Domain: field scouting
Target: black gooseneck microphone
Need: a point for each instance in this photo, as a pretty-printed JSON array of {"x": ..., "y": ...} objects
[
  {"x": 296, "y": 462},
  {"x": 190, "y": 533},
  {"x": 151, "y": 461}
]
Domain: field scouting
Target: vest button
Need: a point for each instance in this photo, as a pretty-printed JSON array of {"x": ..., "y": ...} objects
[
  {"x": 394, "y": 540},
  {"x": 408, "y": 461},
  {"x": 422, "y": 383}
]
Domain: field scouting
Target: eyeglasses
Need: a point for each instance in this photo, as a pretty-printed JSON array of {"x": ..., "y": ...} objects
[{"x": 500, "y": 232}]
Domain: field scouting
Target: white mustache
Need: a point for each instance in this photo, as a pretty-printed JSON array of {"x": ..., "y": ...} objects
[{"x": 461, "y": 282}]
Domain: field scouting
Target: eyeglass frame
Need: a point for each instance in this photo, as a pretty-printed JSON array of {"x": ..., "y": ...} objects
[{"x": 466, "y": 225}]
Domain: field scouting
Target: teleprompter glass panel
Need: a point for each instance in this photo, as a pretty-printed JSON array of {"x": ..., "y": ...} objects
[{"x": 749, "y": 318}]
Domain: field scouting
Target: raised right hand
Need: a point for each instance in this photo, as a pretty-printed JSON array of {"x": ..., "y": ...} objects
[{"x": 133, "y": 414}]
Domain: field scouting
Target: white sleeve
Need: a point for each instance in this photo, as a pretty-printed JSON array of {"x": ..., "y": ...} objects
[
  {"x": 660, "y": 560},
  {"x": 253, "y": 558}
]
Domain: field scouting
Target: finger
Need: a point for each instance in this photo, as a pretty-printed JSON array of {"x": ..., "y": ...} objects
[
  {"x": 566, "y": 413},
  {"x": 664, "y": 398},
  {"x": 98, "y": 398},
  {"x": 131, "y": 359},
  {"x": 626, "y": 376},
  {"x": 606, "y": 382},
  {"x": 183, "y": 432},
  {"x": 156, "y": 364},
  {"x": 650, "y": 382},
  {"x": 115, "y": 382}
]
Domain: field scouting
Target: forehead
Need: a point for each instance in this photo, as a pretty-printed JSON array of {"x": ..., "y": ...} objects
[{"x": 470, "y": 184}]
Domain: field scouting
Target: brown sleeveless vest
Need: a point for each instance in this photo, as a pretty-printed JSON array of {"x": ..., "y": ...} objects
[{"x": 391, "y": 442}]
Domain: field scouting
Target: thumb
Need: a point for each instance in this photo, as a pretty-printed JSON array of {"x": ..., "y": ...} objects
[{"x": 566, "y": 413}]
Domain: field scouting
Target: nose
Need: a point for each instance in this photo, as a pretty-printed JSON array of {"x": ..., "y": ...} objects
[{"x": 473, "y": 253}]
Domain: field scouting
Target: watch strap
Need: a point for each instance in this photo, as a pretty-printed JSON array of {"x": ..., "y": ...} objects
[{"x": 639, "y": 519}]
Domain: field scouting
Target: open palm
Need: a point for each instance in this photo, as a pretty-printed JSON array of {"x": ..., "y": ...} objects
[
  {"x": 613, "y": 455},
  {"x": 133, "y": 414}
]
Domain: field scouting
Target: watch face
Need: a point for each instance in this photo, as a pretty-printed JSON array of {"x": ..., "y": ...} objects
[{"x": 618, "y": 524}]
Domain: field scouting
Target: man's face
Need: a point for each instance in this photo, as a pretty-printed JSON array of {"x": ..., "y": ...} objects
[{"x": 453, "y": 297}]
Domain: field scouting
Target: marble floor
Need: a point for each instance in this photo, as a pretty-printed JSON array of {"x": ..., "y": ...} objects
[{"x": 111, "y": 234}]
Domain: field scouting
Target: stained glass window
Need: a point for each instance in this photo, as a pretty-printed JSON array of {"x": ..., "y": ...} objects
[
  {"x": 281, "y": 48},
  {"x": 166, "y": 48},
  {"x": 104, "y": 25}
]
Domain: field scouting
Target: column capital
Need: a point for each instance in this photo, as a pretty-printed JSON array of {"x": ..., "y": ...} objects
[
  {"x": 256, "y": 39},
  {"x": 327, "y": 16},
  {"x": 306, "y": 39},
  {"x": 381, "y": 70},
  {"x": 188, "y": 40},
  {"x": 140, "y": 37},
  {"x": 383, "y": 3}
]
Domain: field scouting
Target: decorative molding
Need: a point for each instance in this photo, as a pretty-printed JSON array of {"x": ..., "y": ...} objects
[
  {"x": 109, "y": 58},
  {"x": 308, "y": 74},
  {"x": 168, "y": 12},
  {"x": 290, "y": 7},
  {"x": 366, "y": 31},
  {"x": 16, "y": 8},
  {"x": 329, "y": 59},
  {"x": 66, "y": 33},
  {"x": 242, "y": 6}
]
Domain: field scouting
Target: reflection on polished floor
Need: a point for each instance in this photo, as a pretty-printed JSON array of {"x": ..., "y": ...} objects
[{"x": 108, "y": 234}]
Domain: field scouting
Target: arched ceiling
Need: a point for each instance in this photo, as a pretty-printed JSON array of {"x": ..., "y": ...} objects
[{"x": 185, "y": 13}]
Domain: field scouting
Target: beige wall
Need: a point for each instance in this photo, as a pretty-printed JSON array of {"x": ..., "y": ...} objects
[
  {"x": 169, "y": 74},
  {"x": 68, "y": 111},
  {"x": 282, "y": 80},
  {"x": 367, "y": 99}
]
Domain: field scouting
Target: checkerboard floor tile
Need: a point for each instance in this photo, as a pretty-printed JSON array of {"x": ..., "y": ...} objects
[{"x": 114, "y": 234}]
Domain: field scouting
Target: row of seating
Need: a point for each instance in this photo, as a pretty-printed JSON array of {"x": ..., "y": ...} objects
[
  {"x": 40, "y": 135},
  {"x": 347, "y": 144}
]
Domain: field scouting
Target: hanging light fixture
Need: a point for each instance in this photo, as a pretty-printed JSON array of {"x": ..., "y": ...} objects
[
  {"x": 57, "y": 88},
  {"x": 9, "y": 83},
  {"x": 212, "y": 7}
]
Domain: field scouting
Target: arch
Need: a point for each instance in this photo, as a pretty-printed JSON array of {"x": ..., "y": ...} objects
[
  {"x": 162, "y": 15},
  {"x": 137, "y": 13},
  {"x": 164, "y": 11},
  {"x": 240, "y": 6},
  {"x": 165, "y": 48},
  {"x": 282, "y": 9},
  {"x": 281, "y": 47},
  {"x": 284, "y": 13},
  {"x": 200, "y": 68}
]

===============

### Aim
Count how many lines in the records above contain the string "watch", treating uppercase and lowercase letters as different, and reply with only that number.

### The completed task
2